---------- Information supplied
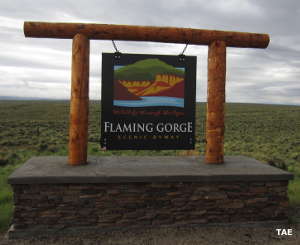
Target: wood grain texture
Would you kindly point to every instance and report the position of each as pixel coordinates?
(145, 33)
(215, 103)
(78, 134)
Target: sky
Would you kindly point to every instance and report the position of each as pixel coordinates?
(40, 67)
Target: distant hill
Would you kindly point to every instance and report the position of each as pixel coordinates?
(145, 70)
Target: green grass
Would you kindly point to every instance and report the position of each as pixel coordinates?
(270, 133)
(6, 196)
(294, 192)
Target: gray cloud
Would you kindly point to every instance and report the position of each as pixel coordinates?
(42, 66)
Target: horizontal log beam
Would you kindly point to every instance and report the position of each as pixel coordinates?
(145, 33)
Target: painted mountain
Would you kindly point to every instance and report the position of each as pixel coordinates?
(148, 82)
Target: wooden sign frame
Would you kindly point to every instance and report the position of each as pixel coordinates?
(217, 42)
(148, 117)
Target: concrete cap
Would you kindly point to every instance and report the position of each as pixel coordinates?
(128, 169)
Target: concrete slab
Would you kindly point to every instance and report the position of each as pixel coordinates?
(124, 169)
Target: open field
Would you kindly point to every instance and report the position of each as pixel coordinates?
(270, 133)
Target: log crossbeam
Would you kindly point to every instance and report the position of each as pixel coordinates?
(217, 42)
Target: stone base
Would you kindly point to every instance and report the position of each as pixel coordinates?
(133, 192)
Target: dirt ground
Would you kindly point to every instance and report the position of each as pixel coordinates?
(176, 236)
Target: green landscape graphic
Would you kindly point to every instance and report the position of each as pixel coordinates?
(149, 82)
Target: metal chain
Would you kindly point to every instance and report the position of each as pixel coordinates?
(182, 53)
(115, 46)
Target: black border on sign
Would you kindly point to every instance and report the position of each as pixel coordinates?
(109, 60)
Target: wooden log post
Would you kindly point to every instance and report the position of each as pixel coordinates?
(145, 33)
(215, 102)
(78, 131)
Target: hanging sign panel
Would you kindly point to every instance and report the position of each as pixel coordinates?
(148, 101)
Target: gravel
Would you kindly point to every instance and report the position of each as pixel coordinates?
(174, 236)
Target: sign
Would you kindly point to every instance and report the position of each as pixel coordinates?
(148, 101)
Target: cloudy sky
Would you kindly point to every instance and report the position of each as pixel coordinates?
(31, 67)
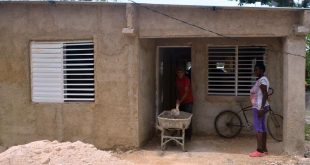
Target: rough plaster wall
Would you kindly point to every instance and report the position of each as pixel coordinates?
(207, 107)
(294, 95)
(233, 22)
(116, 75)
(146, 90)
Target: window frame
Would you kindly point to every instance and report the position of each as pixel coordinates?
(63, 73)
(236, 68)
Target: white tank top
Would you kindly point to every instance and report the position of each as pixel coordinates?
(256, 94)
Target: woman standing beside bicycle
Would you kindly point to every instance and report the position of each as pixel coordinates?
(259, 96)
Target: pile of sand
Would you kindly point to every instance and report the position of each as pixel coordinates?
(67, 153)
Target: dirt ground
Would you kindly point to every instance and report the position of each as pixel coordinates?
--------------------
* _Task requirements_
Write out again exactly the lines from the start of the data above through the line containing "Target: gray cloud", inclusive, excluding any pictures.

* _Result of this exercise_
Target: wood grain texture
Would you kindly point to every instance and report the position of each as pixel coordinates?
(145, 33)
(215, 103)
(78, 134)
Target: sky
Would you kindly point to every instance and report the position of each as pixel coordinates?
(40, 67)
Target: distant hill
Would you kindly point to every instance and report the position of each as pixel coordinates?
(145, 70)
Target: green grass
Would you kindly point to every instance and report the position of each as pixel coordinates?
(270, 133)
(6, 196)
(294, 192)
Target: gray cloud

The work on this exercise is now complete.